> What the exercise asks
Reproduce the material below, switching every "locate" to "find" and keeping everything else the same.

> Data to process
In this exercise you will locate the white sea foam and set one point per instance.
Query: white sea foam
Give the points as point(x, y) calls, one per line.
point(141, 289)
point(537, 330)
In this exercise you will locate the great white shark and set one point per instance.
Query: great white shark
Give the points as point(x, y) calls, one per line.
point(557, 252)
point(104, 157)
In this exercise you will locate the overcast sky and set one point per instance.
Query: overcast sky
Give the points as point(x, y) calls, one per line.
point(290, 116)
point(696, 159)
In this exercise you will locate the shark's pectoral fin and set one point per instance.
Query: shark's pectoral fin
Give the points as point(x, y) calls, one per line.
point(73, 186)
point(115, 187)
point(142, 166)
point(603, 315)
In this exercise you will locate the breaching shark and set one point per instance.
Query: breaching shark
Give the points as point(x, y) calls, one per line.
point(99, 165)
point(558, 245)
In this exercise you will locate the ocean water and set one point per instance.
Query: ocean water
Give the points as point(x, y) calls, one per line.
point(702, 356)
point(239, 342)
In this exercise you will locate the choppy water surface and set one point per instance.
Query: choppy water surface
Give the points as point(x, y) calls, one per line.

> Response to this task
In this exercise you will find the white sea foam and set one point per instance.
Query: white sea foam
Give the points as point(x, y) calls, one per line.
point(141, 289)
point(537, 330)
In this exercise you will find the great white shark and set one point per instance.
Query: great white shark
Give the points as point(x, y) calls, one per line.
point(557, 252)
point(104, 157)
In this exercise you will find the overcast sky and set one point per instance.
Query: overcast sky
Give the points as point(x, y) calls, one per line.
point(290, 116)
point(696, 159)
In this exercise you will find the shark's pectoral fin and set one point per instance.
Query: shark's pectoral fin
Give the points as point(x, y) calls, one per line.
point(73, 186)
point(115, 187)
point(142, 166)
point(603, 315)
In this exercise you will find the breaching shark and set one point per instance.
Query: breaching shark
Give the points as point(x, y) calls, one per line.
point(99, 165)
point(558, 245)
In this exercise you will find the ocean water and set one point per instance.
Query: ocean water
Give the points as point(x, y) calls, one per line.
point(702, 356)
point(239, 342)
In this exercise you will find the choppy water surface and set one point per instance.
Query: choppy water surface
Give the points as point(x, y) calls, one per line.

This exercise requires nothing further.